» **Data rows**:

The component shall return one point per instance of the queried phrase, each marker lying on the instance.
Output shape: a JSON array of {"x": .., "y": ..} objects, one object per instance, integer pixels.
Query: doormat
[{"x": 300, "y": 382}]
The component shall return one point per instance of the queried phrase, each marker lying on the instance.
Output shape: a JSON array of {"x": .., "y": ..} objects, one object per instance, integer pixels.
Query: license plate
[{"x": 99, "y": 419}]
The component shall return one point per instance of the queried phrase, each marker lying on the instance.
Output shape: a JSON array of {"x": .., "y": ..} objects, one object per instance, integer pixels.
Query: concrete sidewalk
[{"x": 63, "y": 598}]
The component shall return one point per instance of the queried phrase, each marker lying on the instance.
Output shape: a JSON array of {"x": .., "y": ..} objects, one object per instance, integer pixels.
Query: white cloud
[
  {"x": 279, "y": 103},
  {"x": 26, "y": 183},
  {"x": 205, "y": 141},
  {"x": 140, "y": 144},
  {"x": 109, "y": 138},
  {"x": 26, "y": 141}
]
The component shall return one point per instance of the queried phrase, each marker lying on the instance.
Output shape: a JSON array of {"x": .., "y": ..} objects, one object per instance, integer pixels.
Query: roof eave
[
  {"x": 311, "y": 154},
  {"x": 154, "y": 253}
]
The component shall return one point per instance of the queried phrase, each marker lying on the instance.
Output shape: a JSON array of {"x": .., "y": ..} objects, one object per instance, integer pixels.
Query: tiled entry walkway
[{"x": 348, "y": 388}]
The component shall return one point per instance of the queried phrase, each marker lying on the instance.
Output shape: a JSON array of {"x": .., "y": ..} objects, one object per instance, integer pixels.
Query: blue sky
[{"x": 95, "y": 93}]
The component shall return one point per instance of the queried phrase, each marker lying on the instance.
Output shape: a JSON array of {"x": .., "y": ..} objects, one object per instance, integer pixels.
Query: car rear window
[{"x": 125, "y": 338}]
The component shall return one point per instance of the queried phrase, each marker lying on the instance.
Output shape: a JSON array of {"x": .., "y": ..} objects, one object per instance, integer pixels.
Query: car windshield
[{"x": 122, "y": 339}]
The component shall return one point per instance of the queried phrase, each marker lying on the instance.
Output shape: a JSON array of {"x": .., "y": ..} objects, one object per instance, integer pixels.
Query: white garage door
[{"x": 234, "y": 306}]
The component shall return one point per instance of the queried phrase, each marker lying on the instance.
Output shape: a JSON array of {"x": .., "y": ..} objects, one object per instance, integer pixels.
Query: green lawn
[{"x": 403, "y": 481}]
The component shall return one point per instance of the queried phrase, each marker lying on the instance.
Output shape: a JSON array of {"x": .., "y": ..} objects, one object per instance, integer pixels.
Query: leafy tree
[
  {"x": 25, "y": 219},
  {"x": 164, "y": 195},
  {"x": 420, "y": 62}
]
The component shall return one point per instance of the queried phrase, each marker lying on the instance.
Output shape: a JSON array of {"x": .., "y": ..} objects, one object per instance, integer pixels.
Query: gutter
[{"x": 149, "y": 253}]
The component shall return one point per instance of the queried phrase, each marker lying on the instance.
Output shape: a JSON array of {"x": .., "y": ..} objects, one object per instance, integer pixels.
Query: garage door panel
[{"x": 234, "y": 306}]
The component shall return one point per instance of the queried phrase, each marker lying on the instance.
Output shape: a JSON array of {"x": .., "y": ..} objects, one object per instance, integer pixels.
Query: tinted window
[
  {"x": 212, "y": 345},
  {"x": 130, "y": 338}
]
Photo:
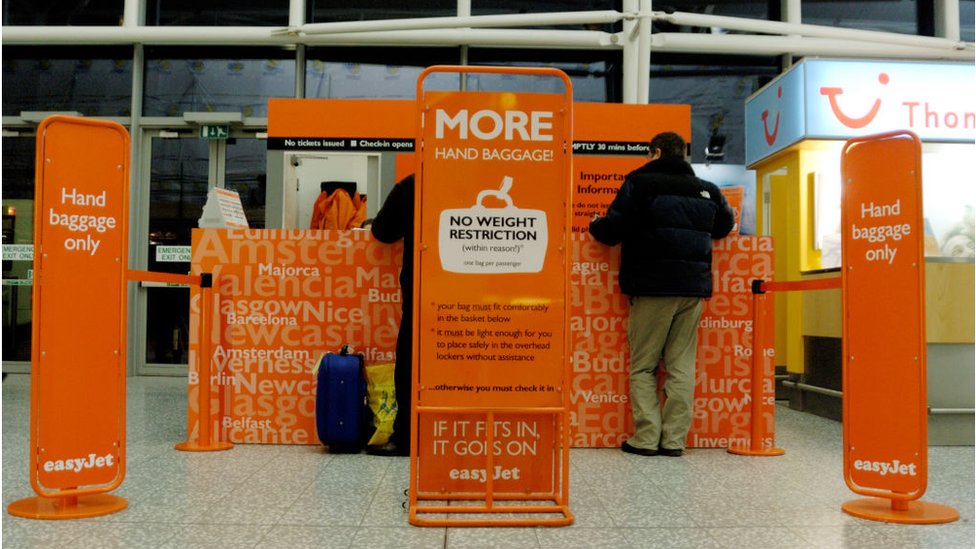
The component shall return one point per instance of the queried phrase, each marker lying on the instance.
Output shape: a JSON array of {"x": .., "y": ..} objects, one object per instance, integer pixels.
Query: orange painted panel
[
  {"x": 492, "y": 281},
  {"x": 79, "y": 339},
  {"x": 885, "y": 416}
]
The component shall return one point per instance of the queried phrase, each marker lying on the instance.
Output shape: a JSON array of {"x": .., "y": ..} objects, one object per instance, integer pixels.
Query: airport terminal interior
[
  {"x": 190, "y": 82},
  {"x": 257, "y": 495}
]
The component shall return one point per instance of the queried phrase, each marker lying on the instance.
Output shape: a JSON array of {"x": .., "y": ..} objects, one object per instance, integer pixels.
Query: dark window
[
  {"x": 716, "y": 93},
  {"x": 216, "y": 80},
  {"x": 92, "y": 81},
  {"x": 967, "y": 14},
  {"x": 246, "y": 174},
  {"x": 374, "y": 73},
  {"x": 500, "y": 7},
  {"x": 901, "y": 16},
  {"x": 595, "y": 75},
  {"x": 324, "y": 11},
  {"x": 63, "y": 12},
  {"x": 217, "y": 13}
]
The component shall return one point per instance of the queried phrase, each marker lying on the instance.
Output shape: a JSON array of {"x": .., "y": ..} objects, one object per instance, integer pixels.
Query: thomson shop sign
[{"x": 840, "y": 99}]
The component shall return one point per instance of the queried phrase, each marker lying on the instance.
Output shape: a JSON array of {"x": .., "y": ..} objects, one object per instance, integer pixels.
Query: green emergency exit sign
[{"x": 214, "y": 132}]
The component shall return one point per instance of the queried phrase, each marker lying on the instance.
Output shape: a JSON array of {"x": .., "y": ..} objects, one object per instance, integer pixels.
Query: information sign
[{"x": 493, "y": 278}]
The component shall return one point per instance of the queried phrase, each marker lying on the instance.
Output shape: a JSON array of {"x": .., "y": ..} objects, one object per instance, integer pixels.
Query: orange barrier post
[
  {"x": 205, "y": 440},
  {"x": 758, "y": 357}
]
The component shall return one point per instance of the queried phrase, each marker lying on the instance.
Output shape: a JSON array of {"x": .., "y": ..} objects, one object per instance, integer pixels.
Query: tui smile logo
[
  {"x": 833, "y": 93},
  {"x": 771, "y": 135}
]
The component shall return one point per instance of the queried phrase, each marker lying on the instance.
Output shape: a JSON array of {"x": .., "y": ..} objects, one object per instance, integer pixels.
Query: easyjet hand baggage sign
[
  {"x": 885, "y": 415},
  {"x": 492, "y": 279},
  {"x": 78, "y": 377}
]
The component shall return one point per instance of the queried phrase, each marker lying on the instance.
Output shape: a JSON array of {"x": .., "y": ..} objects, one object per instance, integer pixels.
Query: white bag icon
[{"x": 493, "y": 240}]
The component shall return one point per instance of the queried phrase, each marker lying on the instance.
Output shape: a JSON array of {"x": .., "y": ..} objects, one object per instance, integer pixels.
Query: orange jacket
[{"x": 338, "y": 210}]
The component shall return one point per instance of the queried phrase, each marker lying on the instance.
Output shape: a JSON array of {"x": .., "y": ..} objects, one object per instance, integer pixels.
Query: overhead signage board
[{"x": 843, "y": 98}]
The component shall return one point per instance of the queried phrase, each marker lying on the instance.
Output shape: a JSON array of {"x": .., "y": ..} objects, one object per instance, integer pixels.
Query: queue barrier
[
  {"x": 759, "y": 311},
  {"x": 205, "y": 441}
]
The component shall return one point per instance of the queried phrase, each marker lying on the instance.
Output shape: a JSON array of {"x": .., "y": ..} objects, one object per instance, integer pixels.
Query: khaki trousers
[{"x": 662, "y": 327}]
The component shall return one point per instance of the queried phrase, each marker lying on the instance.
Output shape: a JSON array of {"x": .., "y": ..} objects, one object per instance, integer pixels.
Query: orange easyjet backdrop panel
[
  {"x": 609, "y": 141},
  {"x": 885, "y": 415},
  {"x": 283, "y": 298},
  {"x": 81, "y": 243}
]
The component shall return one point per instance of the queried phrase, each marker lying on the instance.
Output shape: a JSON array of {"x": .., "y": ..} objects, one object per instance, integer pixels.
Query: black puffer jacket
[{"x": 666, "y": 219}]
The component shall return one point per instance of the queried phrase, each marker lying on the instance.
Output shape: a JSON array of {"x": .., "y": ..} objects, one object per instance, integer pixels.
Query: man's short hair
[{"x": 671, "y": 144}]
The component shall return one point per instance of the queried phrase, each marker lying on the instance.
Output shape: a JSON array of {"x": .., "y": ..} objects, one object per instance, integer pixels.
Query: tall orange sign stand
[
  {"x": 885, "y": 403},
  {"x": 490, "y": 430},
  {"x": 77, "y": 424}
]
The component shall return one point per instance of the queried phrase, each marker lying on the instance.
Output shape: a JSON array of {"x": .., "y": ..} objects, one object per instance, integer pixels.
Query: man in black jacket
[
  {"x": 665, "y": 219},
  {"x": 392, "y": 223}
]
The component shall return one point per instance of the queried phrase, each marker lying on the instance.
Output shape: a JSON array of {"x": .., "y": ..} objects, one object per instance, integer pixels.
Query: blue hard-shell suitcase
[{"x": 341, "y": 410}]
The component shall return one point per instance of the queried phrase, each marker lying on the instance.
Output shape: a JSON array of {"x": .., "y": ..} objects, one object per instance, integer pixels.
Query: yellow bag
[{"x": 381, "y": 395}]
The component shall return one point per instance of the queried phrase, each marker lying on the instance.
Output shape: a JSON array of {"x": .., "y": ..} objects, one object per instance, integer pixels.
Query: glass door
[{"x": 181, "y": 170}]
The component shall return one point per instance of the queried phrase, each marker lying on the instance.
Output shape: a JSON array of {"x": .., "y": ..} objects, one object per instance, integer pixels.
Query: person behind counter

» **Task objective**:
List every line of the records above that contains the string "easyjet", copying each line in full.

» **Final answer**:
Query: easyjet hand baggage sign
Query: orange easyjet backdrop panel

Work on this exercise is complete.